What you should do → Locate the line containing "For each instance of the second" in the data below. Reproduce it and every following line up to the end, exactly as given.

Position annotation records
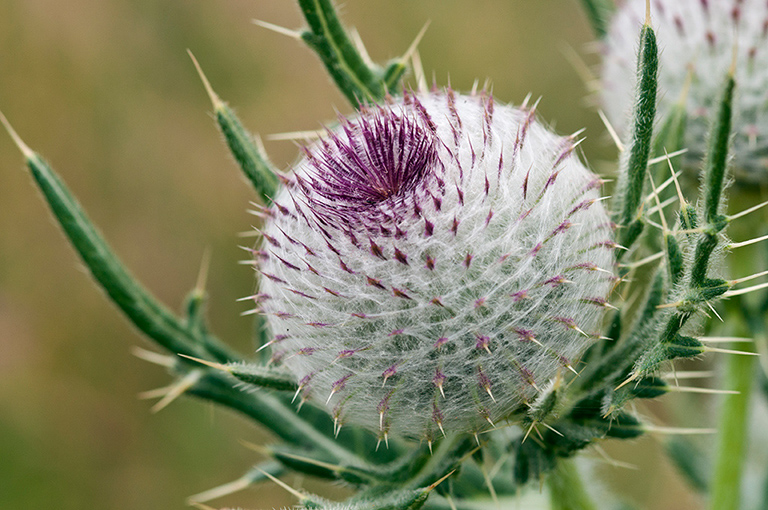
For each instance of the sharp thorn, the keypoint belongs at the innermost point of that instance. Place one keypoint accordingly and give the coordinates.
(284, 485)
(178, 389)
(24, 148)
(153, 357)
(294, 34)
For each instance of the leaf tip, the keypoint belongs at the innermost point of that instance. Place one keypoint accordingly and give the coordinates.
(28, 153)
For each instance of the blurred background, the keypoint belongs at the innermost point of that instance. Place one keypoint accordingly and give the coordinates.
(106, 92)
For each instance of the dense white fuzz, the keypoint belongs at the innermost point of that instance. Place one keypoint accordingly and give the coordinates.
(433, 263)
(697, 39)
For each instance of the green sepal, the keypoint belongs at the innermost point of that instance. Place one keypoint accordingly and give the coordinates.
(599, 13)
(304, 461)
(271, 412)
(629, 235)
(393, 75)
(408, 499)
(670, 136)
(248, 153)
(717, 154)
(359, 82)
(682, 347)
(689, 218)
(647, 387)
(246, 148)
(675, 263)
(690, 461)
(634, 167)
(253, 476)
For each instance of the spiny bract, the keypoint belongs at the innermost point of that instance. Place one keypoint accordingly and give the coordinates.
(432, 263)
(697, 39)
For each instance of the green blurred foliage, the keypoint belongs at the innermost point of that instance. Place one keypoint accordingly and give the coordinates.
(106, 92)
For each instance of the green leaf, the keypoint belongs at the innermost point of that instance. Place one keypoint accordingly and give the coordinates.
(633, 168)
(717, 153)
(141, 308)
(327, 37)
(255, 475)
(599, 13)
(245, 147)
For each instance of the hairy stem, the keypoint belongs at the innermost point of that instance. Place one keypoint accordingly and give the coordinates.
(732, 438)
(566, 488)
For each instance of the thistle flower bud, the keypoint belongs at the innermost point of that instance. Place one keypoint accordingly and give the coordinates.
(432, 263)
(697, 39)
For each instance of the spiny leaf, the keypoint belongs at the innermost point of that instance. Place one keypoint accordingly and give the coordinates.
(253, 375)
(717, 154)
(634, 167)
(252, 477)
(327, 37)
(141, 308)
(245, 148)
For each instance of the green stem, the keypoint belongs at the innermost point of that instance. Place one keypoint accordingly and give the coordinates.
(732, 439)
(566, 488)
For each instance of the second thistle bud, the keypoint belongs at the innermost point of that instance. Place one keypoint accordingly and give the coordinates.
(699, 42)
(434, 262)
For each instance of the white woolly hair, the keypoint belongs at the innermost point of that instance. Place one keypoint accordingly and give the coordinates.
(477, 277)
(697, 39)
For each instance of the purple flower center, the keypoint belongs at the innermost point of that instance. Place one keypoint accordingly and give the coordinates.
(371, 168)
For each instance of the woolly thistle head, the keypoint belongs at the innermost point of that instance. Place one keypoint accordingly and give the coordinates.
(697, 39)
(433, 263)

Task response →
For each instance of the second thistle bud, the keypoint belongs at the innermost point of that instance. Place one keypoint accordingly and give the coordinates.
(699, 42)
(434, 262)
For each instance of the white woolly hair, the keypoint belongs at the innermost point of that instance. Place one keypoint accordingly and give the coordinates.
(477, 277)
(697, 39)
For each instance of the purple flower center, the keypoint belongs at the innermost point of that instance. Place one keypoint accordingly and give the coordinates.
(371, 168)
For each instance of the woolly thistle head, the keypoint belongs at the innermost point of that instance. Place one keypoint accordingly and give the coordinates.
(697, 39)
(433, 263)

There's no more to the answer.